Point-per-instance localization data
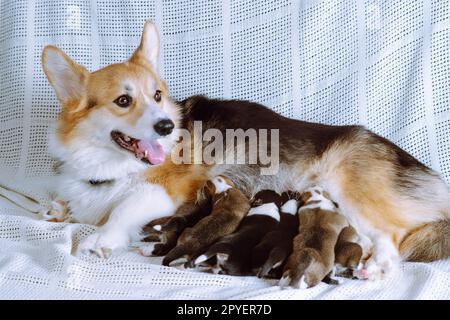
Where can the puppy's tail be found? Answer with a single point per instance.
(276, 258)
(174, 254)
(427, 243)
(222, 248)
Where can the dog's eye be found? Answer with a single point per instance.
(123, 101)
(157, 96)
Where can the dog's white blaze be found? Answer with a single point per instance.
(220, 184)
(200, 259)
(267, 209)
(290, 207)
(303, 285)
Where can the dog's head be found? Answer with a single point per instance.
(122, 110)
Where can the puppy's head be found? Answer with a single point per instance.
(316, 195)
(289, 201)
(123, 109)
(266, 196)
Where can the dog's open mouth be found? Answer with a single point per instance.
(149, 151)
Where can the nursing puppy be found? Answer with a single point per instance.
(276, 245)
(186, 216)
(348, 254)
(118, 124)
(313, 256)
(234, 252)
(229, 207)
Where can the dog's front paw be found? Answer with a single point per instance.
(102, 244)
(58, 211)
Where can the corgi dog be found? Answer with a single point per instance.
(117, 127)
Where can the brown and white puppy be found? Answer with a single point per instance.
(348, 254)
(234, 252)
(276, 245)
(186, 216)
(320, 225)
(229, 206)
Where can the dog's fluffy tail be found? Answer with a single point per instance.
(427, 243)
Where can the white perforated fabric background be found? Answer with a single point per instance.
(381, 63)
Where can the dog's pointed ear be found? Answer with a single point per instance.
(66, 76)
(148, 50)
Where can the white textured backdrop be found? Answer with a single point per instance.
(381, 63)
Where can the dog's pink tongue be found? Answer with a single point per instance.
(154, 151)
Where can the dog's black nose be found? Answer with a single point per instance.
(164, 127)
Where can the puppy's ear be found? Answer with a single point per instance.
(206, 192)
(148, 50)
(304, 197)
(66, 76)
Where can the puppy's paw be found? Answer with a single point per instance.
(102, 244)
(285, 280)
(161, 249)
(58, 211)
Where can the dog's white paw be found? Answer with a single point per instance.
(378, 269)
(102, 244)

- _WHAT THE TASK ASKS_
From the line containing "Where can the puppy's paw" to the final line of the data, repeat each line exactly. Include both ends.

- _SOLUTION_
Where can the puppy's paw be found? Answer with a single point per instance.
(102, 244)
(285, 280)
(161, 249)
(58, 211)
Where can the dog's white paw be found? Answer with a single point per instance.
(378, 269)
(102, 244)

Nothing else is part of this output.